TASK: Reproduce the material below word for word, keeping every line in its original order.

RECORD SET:
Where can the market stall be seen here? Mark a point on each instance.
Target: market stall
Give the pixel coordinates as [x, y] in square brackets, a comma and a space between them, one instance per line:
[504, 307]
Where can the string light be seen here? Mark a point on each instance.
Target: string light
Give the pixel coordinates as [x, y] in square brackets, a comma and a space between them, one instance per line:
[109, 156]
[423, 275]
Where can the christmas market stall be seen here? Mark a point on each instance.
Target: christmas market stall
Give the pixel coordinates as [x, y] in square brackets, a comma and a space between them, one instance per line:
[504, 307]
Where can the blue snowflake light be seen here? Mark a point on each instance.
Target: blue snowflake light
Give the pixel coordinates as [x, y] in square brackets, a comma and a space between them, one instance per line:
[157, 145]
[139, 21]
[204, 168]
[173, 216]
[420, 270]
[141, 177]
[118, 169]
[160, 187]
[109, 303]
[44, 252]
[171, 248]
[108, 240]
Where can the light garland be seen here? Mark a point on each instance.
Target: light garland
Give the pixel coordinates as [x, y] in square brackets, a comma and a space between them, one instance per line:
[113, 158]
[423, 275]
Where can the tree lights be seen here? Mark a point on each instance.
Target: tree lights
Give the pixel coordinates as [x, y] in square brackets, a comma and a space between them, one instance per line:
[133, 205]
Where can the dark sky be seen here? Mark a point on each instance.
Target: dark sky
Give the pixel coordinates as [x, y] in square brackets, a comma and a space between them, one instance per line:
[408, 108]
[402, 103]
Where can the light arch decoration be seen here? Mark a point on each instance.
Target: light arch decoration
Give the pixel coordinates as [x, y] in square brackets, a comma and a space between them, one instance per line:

WRITTEN RESPONSE:
Where can the market stall be seen here? Mark a point on each instance.
Target: market stall
Give the pixel coordinates as [x, y] in square brackets, a comma and a space between them, one instance per line:
[504, 307]
Where can the string light be seen here? Mark a point on each instance.
Target: string light
Give the pixel coordinates as [x, y] in square brackets, a comma and a space between them, one instance per line:
[109, 156]
[423, 275]
Where can the christmas market stall be seen here? Mark a point on each instance.
Target: christmas market stall
Give the pixel coordinates as [x, y] in square brackets, a comma and a space between them, one instance per line:
[504, 307]
Where can the blue snowflake light be seen here? Mark a point on each instance.
Target: blue snowflake light
Give the pixel coordinates as [x, y] in square brackets, a comma and a space between them, one instance per line:
[157, 145]
[139, 21]
[204, 168]
[173, 216]
[420, 270]
[141, 177]
[118, 169]
[160, 187]
[109, 303]
[44, 252]
[171, 248]
[108, 240]
Where can the light garland be seen here? Mark a point on each instance.
Target: light garland
Give the pixel coordinates as [x, y] in square brackets, a comma and a space between them, one instance per line:
[113, 158]
[423, 275]
Where can the tree lights be seen here? Mark a point on each instance.
Target: tree lights
Give the pixel coordinates as [x, y] in square brackets, a comma and a space between them, one instance per line:
[133, 205]
Where can the dark sky be seen here? Mark a point on each instance.
Target: dark sky
Give the pixel coordinates as [x, y] in square brackets, a comma and a space between them, one instance per line:
[408, 108]
[402, 103]
Where can the light arch decoration be seen here? Mark a point on each instance.
Target: light arch decoration
Give the pixel coordinates as [x, y] in square brackets, a comma and a space between them, one instance per line:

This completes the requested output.